- [Data excerpts]
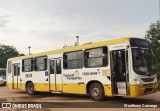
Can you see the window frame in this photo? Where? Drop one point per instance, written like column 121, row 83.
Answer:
column 73, row 59
column 31, row 65
column 96, row 57
column 45, row 63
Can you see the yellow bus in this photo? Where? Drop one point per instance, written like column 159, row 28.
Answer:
column 2, row 76
column 118, row 67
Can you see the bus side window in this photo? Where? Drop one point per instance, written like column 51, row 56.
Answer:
column 51, row 66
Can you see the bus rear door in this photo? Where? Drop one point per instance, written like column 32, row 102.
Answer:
column 55, row 75
column 16, row 76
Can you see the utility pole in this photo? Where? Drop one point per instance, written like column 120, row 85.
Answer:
column 159, row 10
column 29, row 50
column 77, row 40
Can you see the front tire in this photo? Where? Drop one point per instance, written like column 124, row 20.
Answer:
column 96, row 92
column 30, row 88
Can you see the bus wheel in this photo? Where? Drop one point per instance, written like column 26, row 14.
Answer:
column 96, row 92
column 30, row 88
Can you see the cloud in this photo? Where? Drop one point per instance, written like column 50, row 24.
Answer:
column 3, row 21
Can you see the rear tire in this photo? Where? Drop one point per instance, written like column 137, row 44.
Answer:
column 96, row 92
column 30, row 88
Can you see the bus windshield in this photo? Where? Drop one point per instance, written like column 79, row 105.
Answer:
column 143, row 62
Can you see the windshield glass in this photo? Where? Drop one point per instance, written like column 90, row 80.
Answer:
column 143, row 61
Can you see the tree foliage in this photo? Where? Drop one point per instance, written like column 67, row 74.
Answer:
column 153, row 36
column 7, row 52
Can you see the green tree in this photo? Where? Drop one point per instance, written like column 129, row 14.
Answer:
column 153, row 36
column 6, row 52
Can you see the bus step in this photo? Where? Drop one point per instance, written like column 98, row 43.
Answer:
column 57, row 92
column 121, row 84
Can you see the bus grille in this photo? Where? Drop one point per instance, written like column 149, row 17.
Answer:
column 147, row 79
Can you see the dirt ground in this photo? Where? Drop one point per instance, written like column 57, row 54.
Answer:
column 68, row 101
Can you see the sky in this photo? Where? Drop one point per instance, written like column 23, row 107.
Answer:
column 50, row 24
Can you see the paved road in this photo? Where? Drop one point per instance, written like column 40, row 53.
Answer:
column 7, row 95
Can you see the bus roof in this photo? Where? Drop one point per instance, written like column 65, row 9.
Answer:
column 74, row 48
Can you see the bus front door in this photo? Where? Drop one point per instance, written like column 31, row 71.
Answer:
column 119, row 72
column 16, row 76
column 55, row 76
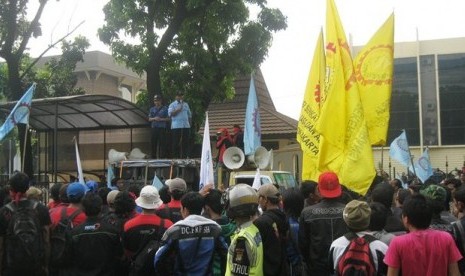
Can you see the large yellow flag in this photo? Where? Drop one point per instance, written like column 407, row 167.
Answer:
column 346, row 148
column 314, row 97
column 373, row 69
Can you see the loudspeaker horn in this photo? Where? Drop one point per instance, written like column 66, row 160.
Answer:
column 115, row 156
column 260, row 158
column 233, row 158
column 137, row 154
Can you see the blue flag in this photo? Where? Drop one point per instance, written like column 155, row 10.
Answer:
column 423, row 168
column 399, row 150
column 19, row 114
column 252, row 125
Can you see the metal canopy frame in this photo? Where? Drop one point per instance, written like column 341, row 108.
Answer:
column 79, row 113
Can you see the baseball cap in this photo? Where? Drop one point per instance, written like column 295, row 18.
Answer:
column 176, row 184
column 357, row 215
column 268, row 191
column 435, row 192
column 149, row 198
column 75, row 190
column 329, row 186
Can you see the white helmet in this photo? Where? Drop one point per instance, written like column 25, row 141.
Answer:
column 241, row 201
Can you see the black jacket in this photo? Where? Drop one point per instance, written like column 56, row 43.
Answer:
column 319, row 226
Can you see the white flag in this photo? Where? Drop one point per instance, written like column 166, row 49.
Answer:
column 78, row 162
column 256, row 181
column 206, row 162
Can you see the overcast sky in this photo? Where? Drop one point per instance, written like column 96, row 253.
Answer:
column 288, row 62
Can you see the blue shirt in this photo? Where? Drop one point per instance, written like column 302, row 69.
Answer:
column 161, row 112
column 181, row 119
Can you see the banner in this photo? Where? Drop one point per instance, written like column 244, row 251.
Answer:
column 374, row 70
column 345, row 149
column 206, row 161
column 423, row 169
column 307, row 135
column 19, row 114
column 399, row 150
column 252, row 124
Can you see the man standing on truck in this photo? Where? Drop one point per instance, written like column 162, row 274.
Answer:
column 181, row 115
column 158, row 117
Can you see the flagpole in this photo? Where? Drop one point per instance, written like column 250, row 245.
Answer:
column 24, row 147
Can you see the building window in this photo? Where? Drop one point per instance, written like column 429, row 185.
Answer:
column 404, row 101
column 451, row 71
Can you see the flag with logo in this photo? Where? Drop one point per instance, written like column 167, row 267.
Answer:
column 78, row 162
column 374, row 69
column 307, row 135
column 423, row 168
column 399, row 150
column 19, row 114
column 252, row 124
column 206, row 162
column 346, row 148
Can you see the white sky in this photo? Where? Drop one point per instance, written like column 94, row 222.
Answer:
column 288, row 62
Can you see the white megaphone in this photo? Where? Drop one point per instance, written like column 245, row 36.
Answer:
column 233, row 158
column 260, row 158
column 136, row 154
column 115, row 156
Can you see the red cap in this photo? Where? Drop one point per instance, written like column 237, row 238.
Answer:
column 329, row 186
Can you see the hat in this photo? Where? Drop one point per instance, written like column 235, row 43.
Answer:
column 328, row 185
column 435, row 192
column 176, row 184
column 268, row 191
column 111, row 196
column 76, row 190
column 149, row 198
column 357, row 215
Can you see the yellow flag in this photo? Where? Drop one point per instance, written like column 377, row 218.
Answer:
column 307, row 135
column 346, row 149
column 373, row 69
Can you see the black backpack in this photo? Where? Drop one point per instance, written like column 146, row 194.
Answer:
column 357, row 259
column 142, row 261
column 24, row 241
column 59, row 247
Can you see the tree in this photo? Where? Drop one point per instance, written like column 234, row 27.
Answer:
column 15, row 31
column 198, row 46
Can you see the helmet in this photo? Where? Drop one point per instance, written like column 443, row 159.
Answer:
column 241, row 201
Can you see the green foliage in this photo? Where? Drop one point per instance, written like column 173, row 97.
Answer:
column 197, row 46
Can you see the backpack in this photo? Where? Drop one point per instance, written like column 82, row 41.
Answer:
column 24, row 238
column 59, row 247
column 142, row 261
column 357, row 258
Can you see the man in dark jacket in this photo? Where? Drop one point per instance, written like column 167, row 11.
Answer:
column 321, row 224
column 273, row 228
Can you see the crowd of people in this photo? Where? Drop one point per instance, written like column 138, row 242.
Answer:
column 318, row 228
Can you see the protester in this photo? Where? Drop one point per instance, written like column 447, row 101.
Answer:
column 321, row 224
column 245, row 254
column 181, row 116
column 95, row 246
column 191, row 244
column 422, row 251
column 357, row 217
column 158, row 118
column 273, row 227
column 26, row 256
column 177, row 187
column 147, row 226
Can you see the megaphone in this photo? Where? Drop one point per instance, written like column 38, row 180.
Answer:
column 136, row 154
column 233, row 158
column 260, row 158
column 115, row 156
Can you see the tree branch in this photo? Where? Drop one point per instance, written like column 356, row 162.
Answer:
column 48, row 48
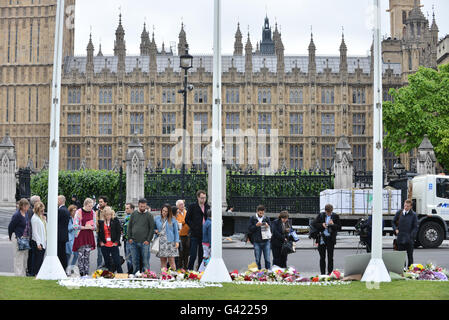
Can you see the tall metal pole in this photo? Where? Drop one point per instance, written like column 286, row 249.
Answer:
column 51, row 268
column 376, row 270
column 184, row 128
column 216, row 270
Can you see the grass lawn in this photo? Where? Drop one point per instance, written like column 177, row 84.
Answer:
column 17, row 288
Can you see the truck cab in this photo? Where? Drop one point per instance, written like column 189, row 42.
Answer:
column 430, row 196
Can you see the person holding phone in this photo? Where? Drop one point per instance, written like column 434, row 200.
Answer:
column 260, row 230
column 84, row 224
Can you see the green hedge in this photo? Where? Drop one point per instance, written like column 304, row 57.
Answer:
column 83, row 183
column 86, row 183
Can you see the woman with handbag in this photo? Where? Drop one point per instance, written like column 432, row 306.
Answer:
column 109, row 232
column 84, row 224
column 168, row 237
column 39, row 238
column 279, row 240
column 20, row 226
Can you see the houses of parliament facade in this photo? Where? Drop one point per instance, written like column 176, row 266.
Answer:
column 311, row 100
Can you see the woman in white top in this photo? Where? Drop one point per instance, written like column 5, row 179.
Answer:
column 39, row 238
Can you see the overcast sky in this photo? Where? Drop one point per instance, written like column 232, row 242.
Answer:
column 294, row 19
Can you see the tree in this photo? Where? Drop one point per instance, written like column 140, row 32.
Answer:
column 420, row 108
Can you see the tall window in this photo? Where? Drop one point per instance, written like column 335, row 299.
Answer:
column 105, row 157
column 296, row 123
column 201, row 119
column 73, row 157
column 136, row 123
column 389, row 160
column 233, row 121
column 358, row 124
column 265, row 122
column 264, row 155
column 296, row 96
column 359, row 156
column 200, row 96
column 74, row 96
column 137, row 95
column 166, row 163
column 358, row 96
column 168, row 122
column 327, row 155
column 105, row 123
column 232, row 95
column 73, row 124
column 327, row 124
column 327, row 95
column 168, row 95
column 231, row 147
column 296, row 156
column 264, row 95
column 105, row 96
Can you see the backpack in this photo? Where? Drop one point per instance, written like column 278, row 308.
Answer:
column 313, row 232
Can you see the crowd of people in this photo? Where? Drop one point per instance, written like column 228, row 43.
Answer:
column 178, row 236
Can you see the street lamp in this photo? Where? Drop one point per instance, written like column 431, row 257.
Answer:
column 186, row 62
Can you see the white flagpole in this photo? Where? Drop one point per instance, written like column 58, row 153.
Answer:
column 51, row 268
column 376, row 270
column 216, row 270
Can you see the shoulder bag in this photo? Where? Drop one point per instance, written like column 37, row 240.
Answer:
column 155, row 246
column 23, row 242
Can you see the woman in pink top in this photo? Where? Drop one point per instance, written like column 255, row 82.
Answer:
column 84, row 225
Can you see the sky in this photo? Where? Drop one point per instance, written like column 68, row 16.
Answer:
column 295, row 18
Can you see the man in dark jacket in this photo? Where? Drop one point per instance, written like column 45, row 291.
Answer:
column 63, row 230
column 260, row 231
column 405, row 226
column 196, row 216
column 328, row 224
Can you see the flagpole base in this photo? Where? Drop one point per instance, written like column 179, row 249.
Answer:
column 51, row 269
column 376, row 272
column 216, row 271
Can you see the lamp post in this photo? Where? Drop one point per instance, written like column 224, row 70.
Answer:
column 186, row 62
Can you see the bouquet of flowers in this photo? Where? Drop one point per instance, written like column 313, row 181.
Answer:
column 427, row 272
column 103, row 274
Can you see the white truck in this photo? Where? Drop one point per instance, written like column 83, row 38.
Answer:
column 430, row 196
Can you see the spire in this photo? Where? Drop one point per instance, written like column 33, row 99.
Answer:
column 99, row 54
column 434, row 26
column 145, row 42
column 343, row 54
column 182, row 45
column 90, row 45
column 248, row 57
column 312, row 56
column 120, row 47
column 238, row 45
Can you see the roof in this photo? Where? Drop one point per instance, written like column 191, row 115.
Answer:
column 206, row 61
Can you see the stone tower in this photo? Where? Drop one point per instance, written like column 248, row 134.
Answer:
column 26, row 63
column 399, row 11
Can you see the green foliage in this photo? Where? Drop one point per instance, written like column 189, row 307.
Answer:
column 83, row 183
column 86, row 183
column 420, row 108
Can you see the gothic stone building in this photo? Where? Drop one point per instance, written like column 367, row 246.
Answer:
column 311, row 100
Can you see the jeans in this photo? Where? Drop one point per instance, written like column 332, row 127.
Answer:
column 279, row 258
column 37, row 258
column 139, row 249
column 409, row 248
column 74, row 257
column 264, row 247
column 115, row 253
column 329, row 246
column 196, row 248
column 99, row 255
column 128, row 256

- [Problem to work on] Repeat only the stretch of lines starting at the one containing "189, row 307." and running to the final line of the entries above.

- [Solved problem]
Can you see the green foliage in this photo? Where? Drop one point per instance, written like column 189, row 307.
Answer:
column 83, row 183
column 86, row 183
column 420, row 108
Can you see the gothic stone building in this photo? Where? Drop one point per instance, written like column 367, row 246.
Answer:
column 311, row 100
Can you see the jeans in this photo? Where? Drop one point per instance, written like column 332, row 127.
Answer:
column 279, row 258
column 37, row 258
column 139, row 249
column 409, row 248
column 74, row 257
column 264, row 247
column 115, row 253
column 329, row 246
column 196, row 248
column 99, row 255
column 128, row 256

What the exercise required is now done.